Count the lines below that contain the word "dirt", and report only that number.

GIVEN RECORDS:
·····

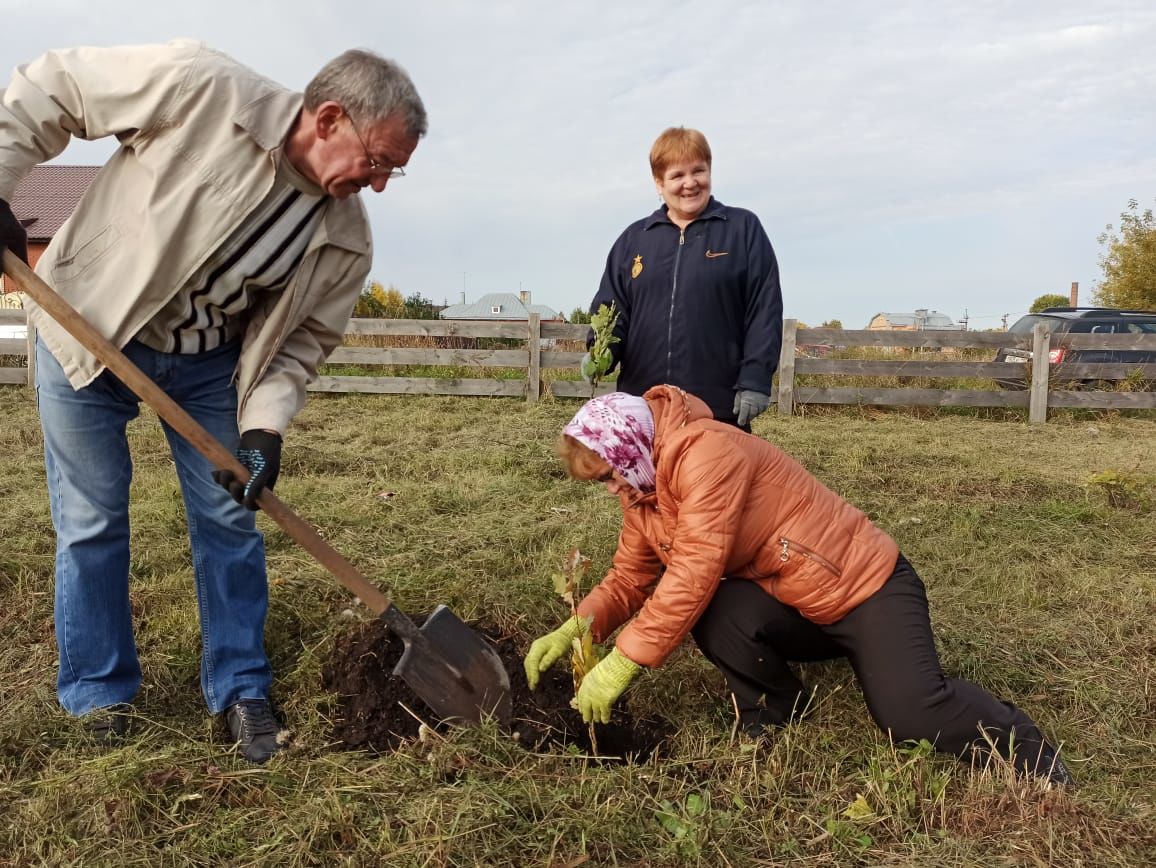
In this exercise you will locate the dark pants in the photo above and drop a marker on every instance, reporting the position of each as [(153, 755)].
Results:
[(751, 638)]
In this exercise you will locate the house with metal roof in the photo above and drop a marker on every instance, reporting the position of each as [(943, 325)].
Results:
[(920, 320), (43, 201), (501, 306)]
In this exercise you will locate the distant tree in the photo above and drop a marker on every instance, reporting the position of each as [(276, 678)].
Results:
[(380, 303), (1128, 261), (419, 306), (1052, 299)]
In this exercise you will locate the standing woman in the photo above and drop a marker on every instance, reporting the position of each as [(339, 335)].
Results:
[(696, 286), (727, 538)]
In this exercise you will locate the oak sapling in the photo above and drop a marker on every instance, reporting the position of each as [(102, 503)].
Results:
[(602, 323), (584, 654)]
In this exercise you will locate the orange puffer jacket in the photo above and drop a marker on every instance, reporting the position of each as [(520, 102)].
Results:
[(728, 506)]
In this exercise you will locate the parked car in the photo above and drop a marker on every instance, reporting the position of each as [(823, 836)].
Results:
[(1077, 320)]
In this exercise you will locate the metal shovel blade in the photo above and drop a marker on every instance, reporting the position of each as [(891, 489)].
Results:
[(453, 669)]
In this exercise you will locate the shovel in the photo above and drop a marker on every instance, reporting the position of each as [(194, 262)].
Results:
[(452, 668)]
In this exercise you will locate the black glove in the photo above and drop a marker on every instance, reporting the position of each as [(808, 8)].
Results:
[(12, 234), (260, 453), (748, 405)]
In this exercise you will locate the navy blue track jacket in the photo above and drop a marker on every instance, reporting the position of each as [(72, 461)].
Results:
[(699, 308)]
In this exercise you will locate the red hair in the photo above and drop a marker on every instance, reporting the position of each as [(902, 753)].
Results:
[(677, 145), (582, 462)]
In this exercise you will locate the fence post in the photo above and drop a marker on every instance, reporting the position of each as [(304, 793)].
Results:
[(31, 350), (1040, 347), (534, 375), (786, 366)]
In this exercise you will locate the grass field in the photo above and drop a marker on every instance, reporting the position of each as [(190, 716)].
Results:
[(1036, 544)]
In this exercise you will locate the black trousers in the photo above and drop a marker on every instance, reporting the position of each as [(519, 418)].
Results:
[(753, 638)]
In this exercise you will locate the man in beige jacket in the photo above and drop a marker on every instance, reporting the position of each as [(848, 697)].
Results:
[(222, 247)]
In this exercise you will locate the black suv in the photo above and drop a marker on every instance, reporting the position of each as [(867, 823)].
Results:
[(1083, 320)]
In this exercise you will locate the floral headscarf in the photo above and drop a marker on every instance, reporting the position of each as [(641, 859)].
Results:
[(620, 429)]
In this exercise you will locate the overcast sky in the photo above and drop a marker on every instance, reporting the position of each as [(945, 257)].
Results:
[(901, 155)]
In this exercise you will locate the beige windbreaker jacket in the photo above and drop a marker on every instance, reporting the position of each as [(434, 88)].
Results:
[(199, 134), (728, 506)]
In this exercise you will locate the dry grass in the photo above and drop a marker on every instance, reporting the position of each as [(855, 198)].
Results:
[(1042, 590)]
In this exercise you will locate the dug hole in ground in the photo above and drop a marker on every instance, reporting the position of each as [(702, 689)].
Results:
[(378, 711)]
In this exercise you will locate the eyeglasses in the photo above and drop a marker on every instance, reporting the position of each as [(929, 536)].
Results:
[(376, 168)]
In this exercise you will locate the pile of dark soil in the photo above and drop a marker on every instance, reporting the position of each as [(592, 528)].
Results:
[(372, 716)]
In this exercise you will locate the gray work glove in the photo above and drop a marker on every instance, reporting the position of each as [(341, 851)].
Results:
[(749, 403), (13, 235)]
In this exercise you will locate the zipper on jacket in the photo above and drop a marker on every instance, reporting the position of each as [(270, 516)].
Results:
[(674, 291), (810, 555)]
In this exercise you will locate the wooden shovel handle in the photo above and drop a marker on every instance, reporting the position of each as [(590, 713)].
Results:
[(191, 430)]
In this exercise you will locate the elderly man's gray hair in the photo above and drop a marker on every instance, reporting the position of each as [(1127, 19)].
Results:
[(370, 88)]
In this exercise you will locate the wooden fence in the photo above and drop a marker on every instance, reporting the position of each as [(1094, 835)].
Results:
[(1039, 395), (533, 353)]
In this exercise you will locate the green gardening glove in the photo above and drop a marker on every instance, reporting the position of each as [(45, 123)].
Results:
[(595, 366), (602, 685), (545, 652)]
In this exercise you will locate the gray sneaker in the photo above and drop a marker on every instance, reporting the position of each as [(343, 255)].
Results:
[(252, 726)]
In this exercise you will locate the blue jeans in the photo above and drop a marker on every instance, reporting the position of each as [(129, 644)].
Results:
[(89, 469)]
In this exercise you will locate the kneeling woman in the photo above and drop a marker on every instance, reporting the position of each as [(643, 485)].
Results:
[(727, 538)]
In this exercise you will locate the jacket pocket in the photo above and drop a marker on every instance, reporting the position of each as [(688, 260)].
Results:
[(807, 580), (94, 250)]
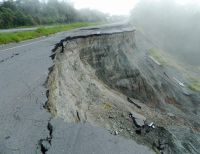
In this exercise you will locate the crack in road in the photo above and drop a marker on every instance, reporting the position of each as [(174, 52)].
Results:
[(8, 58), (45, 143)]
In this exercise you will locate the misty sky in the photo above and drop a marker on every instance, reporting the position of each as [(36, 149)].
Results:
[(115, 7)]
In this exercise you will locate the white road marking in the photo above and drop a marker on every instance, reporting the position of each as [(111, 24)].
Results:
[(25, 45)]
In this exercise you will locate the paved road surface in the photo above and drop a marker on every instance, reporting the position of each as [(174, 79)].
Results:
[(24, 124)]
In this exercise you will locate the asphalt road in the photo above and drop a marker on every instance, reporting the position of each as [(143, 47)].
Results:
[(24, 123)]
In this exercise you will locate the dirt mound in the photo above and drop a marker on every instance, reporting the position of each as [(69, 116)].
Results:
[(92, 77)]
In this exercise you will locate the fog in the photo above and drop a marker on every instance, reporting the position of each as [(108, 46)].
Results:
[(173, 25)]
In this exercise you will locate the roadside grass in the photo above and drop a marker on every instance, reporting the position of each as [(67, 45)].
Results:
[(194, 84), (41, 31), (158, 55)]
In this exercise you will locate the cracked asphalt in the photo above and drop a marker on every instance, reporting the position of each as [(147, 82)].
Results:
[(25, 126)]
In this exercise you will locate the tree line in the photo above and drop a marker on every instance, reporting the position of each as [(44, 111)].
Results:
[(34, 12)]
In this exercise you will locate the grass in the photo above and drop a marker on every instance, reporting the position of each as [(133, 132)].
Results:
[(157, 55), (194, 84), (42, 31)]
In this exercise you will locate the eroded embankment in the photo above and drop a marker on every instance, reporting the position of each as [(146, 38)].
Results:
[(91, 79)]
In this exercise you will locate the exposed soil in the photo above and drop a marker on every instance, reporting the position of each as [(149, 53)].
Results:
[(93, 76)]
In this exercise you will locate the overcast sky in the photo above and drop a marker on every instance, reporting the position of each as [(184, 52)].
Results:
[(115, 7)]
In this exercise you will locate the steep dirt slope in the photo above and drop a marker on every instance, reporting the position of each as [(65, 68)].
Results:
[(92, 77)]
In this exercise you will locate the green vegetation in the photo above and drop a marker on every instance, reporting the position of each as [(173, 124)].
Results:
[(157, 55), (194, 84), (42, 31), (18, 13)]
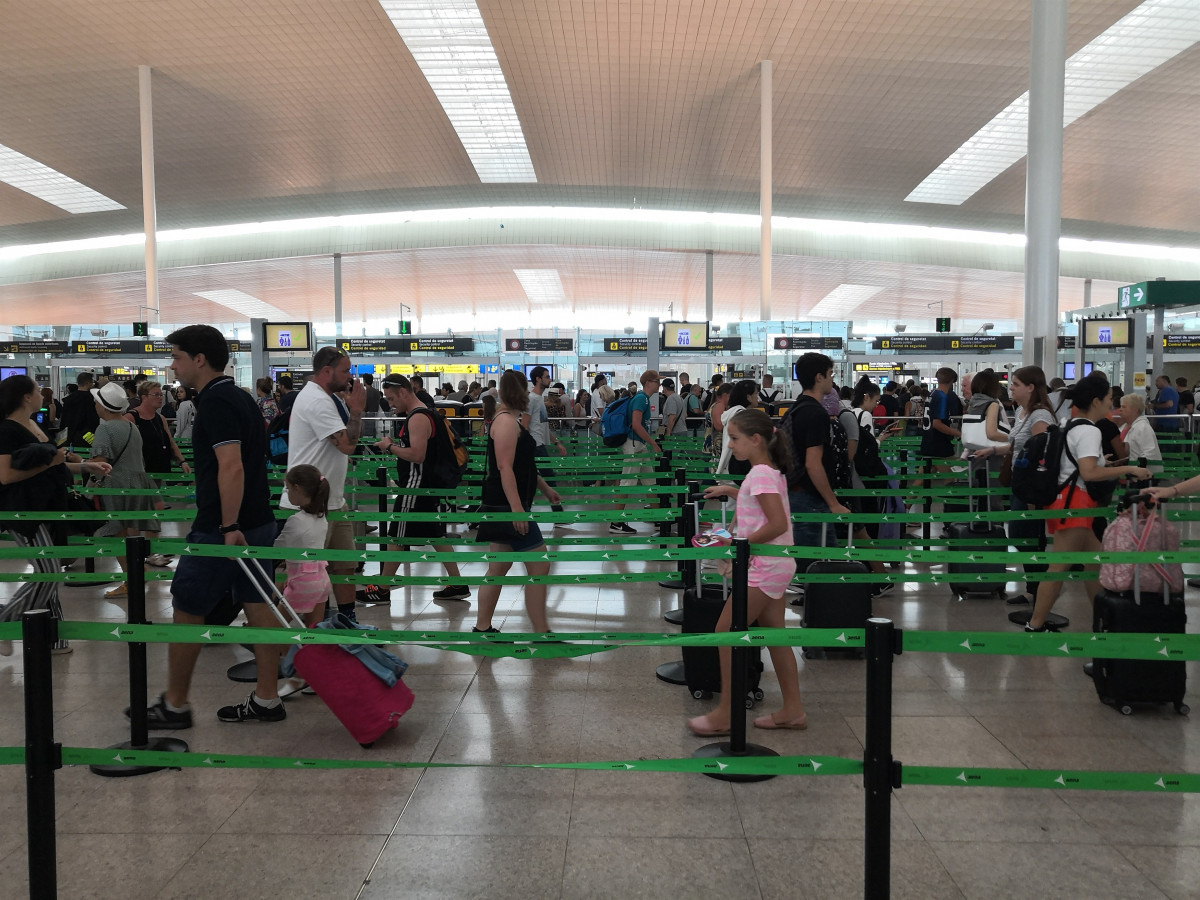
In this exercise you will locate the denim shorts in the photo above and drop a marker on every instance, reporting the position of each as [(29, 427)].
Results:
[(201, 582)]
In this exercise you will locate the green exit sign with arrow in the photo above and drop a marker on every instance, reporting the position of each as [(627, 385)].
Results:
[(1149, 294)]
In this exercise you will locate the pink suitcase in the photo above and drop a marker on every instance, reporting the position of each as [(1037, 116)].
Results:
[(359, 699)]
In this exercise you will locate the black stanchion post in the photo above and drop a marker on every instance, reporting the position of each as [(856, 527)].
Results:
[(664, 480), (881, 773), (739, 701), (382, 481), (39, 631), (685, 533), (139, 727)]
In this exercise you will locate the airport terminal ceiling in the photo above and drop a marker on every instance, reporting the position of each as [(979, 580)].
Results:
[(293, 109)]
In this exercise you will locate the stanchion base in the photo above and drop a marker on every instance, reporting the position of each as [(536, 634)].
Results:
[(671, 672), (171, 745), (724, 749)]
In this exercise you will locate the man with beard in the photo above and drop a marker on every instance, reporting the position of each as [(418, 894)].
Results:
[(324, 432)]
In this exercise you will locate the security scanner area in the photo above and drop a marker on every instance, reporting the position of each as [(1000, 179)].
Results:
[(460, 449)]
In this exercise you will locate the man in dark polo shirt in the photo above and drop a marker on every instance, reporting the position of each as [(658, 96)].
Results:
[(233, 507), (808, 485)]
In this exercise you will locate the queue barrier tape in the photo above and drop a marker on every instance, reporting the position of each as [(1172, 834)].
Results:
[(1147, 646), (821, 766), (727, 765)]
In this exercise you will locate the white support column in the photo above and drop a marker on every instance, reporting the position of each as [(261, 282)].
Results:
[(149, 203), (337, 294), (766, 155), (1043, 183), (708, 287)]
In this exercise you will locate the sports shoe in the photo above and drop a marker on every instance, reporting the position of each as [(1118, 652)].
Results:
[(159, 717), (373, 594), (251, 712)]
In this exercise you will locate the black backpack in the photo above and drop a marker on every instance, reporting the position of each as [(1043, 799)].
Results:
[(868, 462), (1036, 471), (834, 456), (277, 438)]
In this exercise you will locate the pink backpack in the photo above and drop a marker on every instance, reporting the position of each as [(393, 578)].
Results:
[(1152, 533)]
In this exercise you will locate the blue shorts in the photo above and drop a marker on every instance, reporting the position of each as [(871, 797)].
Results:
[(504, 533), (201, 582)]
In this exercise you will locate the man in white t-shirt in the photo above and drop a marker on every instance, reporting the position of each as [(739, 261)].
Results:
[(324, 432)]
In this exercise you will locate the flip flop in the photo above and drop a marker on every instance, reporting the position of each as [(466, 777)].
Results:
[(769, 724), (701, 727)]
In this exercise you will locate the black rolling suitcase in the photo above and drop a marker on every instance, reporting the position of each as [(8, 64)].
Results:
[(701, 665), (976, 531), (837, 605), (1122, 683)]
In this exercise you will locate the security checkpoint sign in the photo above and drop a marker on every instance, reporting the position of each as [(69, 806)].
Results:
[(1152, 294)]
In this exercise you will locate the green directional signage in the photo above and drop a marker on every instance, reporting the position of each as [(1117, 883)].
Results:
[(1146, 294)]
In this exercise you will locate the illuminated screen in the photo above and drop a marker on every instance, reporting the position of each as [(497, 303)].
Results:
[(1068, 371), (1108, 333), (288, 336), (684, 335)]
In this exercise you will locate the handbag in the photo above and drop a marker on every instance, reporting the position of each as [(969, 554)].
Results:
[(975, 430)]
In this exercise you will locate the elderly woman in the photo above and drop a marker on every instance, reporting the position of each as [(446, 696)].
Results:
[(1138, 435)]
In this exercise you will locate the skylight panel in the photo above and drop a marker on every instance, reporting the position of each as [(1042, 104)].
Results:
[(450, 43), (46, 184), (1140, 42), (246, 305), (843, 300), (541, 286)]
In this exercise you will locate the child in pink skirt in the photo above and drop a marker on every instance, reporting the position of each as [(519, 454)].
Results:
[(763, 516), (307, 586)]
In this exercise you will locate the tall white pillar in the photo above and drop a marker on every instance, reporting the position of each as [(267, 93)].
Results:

·····

EXERCISE ANSWER:
2